In September 1936, Young was promoted from chief announcer to program director and production manager at Don Lee's KGB in San Diego, where he remained until March 1939, when he succeeded Z. Wayne Griffin as continuity editor for Lee's L.A. station, KHJ. In 1942, he was promoted to production manager for the entire Don Lee Network.

In 1947, Young replaced Mel Williamson as director on Family Theater. He continued in that capacity through May 1949, reappearing only sporadically and infrequently over the following five years.

Young's roles in other radio programs can be seen in the table below.

■ What this task involves
In the passage on Young's radio career, whom did Young succeed as continuity editor at KHJ in March 1939?

■ Available data
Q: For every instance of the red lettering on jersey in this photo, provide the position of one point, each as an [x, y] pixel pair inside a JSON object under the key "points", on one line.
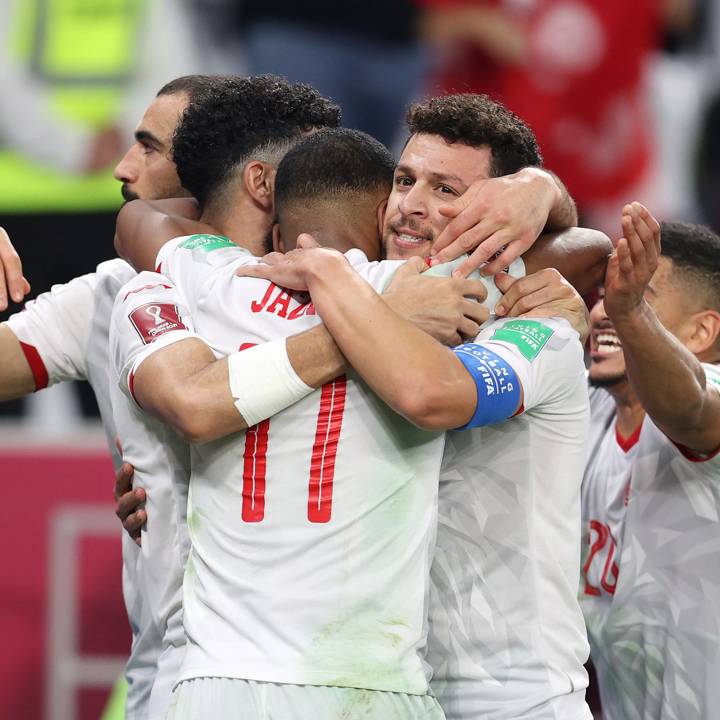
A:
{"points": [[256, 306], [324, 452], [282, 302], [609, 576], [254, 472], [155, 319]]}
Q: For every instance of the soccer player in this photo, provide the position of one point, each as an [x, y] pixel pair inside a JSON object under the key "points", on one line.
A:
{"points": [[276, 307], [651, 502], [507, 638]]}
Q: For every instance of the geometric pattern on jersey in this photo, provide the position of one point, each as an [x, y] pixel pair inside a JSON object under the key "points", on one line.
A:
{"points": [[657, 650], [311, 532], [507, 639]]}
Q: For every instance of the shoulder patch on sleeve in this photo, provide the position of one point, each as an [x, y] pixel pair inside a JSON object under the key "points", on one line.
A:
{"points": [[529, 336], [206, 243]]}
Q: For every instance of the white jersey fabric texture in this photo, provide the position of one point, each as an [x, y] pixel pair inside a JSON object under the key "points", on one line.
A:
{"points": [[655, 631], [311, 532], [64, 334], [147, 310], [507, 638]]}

* * *

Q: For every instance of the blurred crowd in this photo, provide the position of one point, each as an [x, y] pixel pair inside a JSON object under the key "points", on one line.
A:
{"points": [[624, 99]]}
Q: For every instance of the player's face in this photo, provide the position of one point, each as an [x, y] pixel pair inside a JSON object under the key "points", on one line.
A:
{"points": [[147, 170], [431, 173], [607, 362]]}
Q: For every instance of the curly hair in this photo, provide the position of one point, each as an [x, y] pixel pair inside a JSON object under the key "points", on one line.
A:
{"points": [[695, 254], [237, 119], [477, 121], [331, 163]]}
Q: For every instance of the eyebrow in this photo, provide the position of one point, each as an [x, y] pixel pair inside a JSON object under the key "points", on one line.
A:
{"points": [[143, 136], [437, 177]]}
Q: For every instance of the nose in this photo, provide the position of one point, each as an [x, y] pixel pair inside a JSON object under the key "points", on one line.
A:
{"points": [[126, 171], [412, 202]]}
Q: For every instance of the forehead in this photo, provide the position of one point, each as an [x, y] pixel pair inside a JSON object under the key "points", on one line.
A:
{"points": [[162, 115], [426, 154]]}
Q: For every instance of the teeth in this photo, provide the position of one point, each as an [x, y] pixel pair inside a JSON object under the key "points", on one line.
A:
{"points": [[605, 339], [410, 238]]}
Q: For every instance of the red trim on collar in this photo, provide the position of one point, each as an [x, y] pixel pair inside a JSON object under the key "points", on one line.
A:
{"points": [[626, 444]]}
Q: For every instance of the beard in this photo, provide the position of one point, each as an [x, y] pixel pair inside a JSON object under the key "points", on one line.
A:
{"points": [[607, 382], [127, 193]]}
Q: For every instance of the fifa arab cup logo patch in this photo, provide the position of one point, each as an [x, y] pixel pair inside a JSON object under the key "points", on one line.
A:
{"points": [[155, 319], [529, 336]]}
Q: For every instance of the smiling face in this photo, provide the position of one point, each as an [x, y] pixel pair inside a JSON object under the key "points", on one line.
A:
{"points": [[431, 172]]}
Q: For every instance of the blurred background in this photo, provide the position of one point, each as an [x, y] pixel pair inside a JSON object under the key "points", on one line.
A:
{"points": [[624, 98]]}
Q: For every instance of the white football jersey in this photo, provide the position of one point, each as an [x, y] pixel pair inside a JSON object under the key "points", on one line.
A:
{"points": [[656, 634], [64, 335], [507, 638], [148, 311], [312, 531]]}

...

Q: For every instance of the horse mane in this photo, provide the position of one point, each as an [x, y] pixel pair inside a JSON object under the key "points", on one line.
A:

■ Answer to this exercise
Z. Wayne Griffin